While Lord Cornwallis lay ill of a fever, Lord Rawdon wrote to Major General Leslie in terms of disappointment and despondence. He observed "that events had unfortunately taken place very different from expectation; that the first rumor of an advancing army under General Gates had unveiled a spirit of disaffection of which they could have formed no idea; and even the dispersion of that force did not extinguish the ferment which the hope of its support had raised. This hour, the majority of the inhabitants of that tract between Pedee and the Santee are in arms against us; and when we last heard from Charleston, they were in possession of Georgetown, from which they had dislodged our militia. [See printed correspondence of Generals Clinton, Cornwallis, Rawdon, etc., published in London, 1783.]

While Lord Cornwallis was thus embarrassed and disappointed by various unsuccessful attempts and the defeat of many of his military operations in the Carolinas this year, Sir Henry Clinton made a diversion in the Chesapeake, in favor of His Lordship's designs. A body of about 3000 men was sent on under the command of General Leslie. He was under the orders of Lord Cornwallis; but not hearing from His Lordship for some time after his arrival, he was totally at a loss in what manner to proceed. But some time in the month of October, he received letters from Lord Cornwallis directing him to repair with all possible expedition to Charleston, to assist with all his forces in the complete subjugation of the Carolinas.

Sir Henry Clinton, from an idea that Cornwallis's prime object was the reduction of the Carolinas and sensible of the necessity at the same time of solid operations in Virginia, paid all proper attention to the expedition into the Chesapeake. After General Leslie, in obedience to the orders of Lord Cornwallis, had marched to the southward, the command of the armament in Virginia was given to General Arnold, who now acted under the orders of Sir Henry Clinton. In consequence of his defection, he had been advanced to the rank of a Brigadier General in the British army.

General Arnold had recently deserted the American cause, sold himself to the enemies of his country, and engaged in their service. He was a man without principles from the beginning; and before his defection was discovered, he had sunk a character raise by impetuous valor, and some occasional strokes of bravery, attended with success without being the possessor of any intrinsic merit.

Description of the task:
Copy the passage on the British campaign between "General Arnold had" and "any intrinsic merit.", inclusive, swapping "valor" for "courage". The data has no role in any of this.

Raw records:

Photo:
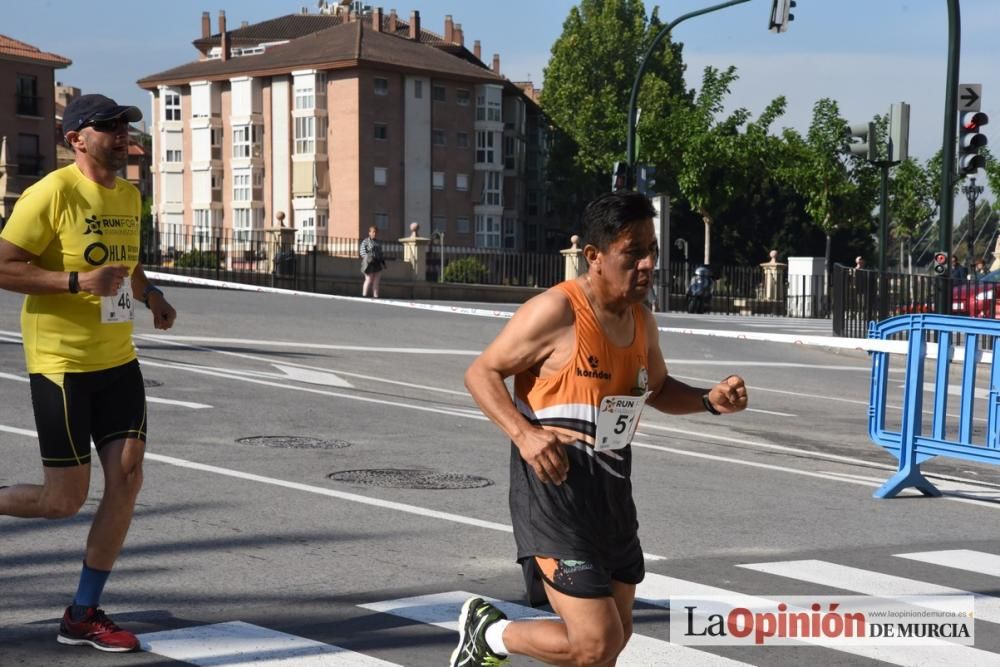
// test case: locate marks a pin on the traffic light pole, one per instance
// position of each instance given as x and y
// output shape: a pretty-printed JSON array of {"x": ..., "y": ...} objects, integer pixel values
[
  {"x": 947, "y": 199},
  {"x": 634, "y": 97}
]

The completed task:
General Arnold had recently deserted the American cause, sold himself to the enemies of his country, and engaged in their service. He was a man without principles from the beginning; and before his defection was discovered, he had sunk a character raise by impetuous courage, and some occasional strokes of bravery, attended with success without being the possessor of any intrinsic merit.